Work to complete: From the first line to the last, output the material exactly.

Dataset records:
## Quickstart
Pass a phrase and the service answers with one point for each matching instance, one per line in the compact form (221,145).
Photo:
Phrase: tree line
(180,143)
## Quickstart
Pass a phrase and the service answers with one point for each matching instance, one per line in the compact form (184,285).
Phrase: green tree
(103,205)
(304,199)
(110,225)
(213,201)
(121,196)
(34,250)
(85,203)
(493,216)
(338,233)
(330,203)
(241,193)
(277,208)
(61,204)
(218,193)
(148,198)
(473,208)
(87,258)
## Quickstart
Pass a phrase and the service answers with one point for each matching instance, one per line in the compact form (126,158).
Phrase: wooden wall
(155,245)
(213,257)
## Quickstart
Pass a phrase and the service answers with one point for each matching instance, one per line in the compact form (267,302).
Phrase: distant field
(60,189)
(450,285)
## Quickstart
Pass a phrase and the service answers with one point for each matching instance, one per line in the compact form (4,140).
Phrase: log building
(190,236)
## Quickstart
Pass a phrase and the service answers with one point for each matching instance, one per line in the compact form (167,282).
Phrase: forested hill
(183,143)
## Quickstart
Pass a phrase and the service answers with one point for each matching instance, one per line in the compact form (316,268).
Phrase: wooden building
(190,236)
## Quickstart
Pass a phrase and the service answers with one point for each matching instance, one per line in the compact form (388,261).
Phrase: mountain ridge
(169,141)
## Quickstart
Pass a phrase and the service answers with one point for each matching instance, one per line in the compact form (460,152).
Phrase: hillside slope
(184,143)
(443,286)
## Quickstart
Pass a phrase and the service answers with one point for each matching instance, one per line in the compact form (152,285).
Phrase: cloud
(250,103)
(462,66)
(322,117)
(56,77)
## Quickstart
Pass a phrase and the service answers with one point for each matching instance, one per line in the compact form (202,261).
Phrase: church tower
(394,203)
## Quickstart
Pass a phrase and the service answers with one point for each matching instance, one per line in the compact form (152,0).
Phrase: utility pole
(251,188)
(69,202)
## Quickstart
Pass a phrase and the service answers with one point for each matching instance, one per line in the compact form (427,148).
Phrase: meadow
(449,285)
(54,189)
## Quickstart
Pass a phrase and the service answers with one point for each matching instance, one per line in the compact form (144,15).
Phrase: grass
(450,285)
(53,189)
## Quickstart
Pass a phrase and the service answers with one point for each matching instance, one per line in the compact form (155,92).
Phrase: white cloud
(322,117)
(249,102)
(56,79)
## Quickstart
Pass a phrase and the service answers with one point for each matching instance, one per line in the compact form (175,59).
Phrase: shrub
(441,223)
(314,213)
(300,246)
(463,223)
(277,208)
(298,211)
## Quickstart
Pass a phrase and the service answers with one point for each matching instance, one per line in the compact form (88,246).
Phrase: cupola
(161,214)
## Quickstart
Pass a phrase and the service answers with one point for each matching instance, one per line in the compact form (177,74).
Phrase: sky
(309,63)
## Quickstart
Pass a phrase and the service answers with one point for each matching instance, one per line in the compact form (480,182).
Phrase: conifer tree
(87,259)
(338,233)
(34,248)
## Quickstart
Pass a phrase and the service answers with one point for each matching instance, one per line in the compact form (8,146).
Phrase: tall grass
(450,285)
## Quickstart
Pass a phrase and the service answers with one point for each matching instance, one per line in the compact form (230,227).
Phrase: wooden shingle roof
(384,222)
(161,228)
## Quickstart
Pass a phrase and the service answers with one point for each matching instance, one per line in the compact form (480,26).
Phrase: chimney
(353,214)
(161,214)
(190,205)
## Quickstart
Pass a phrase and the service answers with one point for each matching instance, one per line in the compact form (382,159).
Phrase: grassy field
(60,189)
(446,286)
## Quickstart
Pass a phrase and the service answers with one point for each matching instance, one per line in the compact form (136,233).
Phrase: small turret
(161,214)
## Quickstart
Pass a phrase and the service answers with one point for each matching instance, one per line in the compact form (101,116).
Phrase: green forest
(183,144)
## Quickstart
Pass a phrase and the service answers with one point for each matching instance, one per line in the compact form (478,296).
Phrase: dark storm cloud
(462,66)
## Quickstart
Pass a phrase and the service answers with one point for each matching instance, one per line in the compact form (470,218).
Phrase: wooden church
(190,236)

Response to this exercise:
## Quickstart
Pass a phrase and the service answers with one point for each matching instance, one per line in the compact form (221,145).
Photo:
Phrase: tree line
(180,143)
## Quickstart
Pass a phrase and the service answers with one point for each matching instance, one per line in the compact form (184,285).
Phrase: green tree
(103,205)
(304,199)
(110,225)
(213,201)
(121,196)
(34,250)
(85,203)
(493,216)
(338,233)
(330,203)
(241,193)
(277,208)
(61,204)
(218,193)
(148,198)
(473,208)
(87,258)
## Quickstart
Pass a phrase and the service answers with one point for each matching instance, one per line in the compact form (126,158).
Phrase: wooden wall
(155,245)
(213,257)
## Quickstart
Pass a phrase and the service answers with one point for each matching instance, one per line in the compact form (267,302).
Phrase: distant field
(60,189)
(450,285)
## Quickstart
Pass a phrase and the service answers with one point for each matching instance, one per line in the compact form (4,140).
Phrase: log building
(190,236)
## Quickstart
Pass a phrase and the service answers with one point for each matching instance, one per line in the compact form (167,282).
Phrase: forested hill
(183,143)
## Quickstart
Pass a phrase and the service answers with one point for each matching instance, one per line in the compact form (316,268).
Phrase: wooden building
(190,236)
## Quickstart
Pass a phrase and the service answers with one point for each matching instance, one per line in the compact form (388,261).
Phrase: mountain ridge
(169,141)
## Quickstart
Pass a phrase and the service answers with one point for each matching instance, one per line in the compact form (460,152).
Phrase: hillside slope
(184,143)
(443,286)
## Quickstart
Pass a phrase and the service answers with one point for each matching instance, one per line in the compact form (152,285).
Phrase: cloud
(250,103)
(462,66)
(322,117)
(56,77)
## Quickstart
Pass a phrase and the service answers with one point for each matching instance, one per line in the compact form (202,261).
Phrase: church tower
(394,203)
## Quickstart
Pass a phrase and the service answers with one point for each matching instance, one per line in the compact form (152,0).
Phrase: utility pole
(251,188)
(69,202)
## Quickstart
Pass a phrase and the service answers with one point for each matching instance, one per line in the compact form (427,148).
Phrase: meadow
(449,285)
(54,189)
## Quickstart
Pass a phrase and the service answers with one point for each matching instance, one per line in the compact form (144,15).
Phrase: grass
(450,285)
(53,189)
## Quickstart
Pass a phrase and the service answers with one point for each matching instance, one per line in the compact form (155,92).
Phrase: white cloud
(322,117)
(249,102)
(56,79)
## Quickstart
Pass a phrase and the service answers with one point for each matching instance, one per line in the compact form (175,59).
Phrase: shrub
(441,223)
(314,213)
(300,246)
(463,223)
(277,208)
(298,211)
## Quickstart
Pass a phrase and the service answers with one point for each matching instance, one per line in the compact form (88,246).
Phrase: cupola
(161,214)
## Quickstart
Pass a phrase and the service answers with one point for each matching instance, one per line in the compact form (177,74).
Phrase: sky
(309,63)
## Quickstart
Pass a phrase and the service answers with one point for each matching instance, one per line in the compact form (480,182).
Phrase: conifer tree
(87,259)
(338,233)
(34,248)
## Quickstart
Pass a phrase and the service answers with one point for each matching instance, one per line in the compact form (8,146).
Phrase: tall grass
(450,285)
## Quickstart
Pass a phrase and the service answers with one point for each matching instance, one per line in the compact form (230,227).
Phrase: wooden shingle roof
(384,222)
(161,228)
## Quickstart
Pass a phrase and the service answers with one point for each matching instance, one per line in the compact form (480,26).
Phrase: chimney
(353,214)
(161,214)
(190,205)
## Quickstart
Pass a phrase and the service answers with one point for each matching instance, one per line in the compact form (382,159).
Phrase: grassy field
(60,189)
(446,286)
## Quickstart
Pass a phrase and the service answers with one point for each matching instance, one per line in the compact form (136,233).
Phrase: small turret
(161,214)
## Quickstart
Pass a phrase and the service answers with one point for each matching instance, one per line in the compact form (101,116).
Phrase: green forest
(183,144)
## Quickstart
Pass a phrase and the service answers with one point for each matching instance, one per line in the compact form (478,296).
Phrase: dark storm cloud
(462,66)
## Quickstart
Pass a phrase and the service answers with one point for each matching instance, one per line in the compact form (470,218).
Phrase: wooden church
(190,236)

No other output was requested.